TASK: The result should be an exact copy of the entries that follow, with no pictures included.

THE DATA:
== == ==

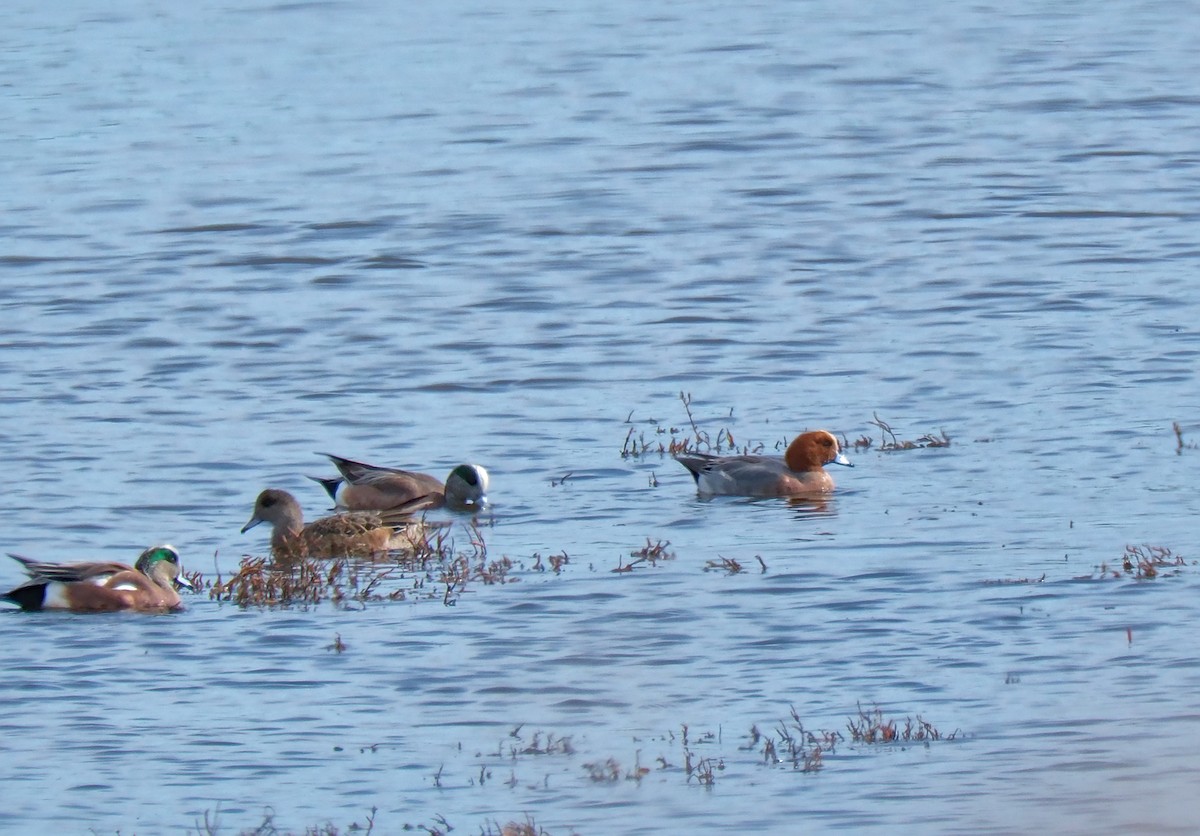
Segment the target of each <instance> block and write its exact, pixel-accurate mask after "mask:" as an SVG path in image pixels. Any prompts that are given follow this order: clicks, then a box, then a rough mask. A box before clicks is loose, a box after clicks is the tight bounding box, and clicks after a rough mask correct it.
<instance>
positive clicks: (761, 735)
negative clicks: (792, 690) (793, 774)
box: [745, 706, 845, 772]
mask: <svg viewBox="0 0 1200 836" xmlns="http://www.w3.org/2000/svg"><path fill="white" fill-rule="evenodd" d="M791 714H792V724H791V727H788V723H787V721H786V720H785V721H781V722H780V723H779V726H776V727H775V733H774V735H773V736H772V735H764V734H762V732H760V730H758V727H757V726H751V727H750V744H749V745H748V746H745V748H757V746H758V744H760V741H761V742H762V758H763V763H766V764H768V765H778V764H785V763H790V764H792V769H794V770H797V771H800V772H816V771H818V770H820V769H821V768H822V766H824V760H823V758H824V756H826V754H832V753H833V752H834V751H835V748H836V746H838V744H839V742H841V741H842V740H845V738H842V736H841V733H840V732H824V730H821V732H810V730H808V729H806V728H804V723H803V721H800V716H799V715H798V714H797V712H796V708H794V706H793V708H791Z"/></svg>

== == ==

EXERCISE RESULT:
Segment the target of each <instance> block and write its exact, pixel-accurate mask after "mask:" as an SVG path in image pixels. Any prompts that are given follow this order: clicks, then a box, then a rough mask. A box before clicks is loose, a box after clicks is the tight bounding box, and clicks after a rough mask correct it.
<instance>
positive clicks: (761, 735)
negative clicks: (792, 690) (793, 774)
box: [745, 706, 845, 772]
mask: <svg viewBox="0 0 1200 836" xmlns="http://www.w3.org/2000/svg"><path fill="white" fill-rule="evenodd" d="M791 714H792V724H791V727H788V723H787V721H786V720H785V721H781V722H780V723H779V726H776V727H775V733H774V735H773V736H772V735H764V734H762V732H760V730H758V727H757V726H751V727H750V744H749V745H748V746H745V748H757V746H758V744H760V741H761V742H762V758H763V763H766V764H768V765H778V764H785V763H790V764H792V769H794V770H797V771H800V772H816V771H818V770H820V769H821V768H822V766H824V760H823V758H824V756H826V754H832V753H833V752H834V751H835V748H836V746H838V744H839V742H841V741H842V740H845V738H842V736H841V733H840V732H824V730H821V732H810V730H808V729H806V728H804V723H803V721H800V716H799V715H798V714H797V712H796V708H794V706H793V708H791Z"/></svg>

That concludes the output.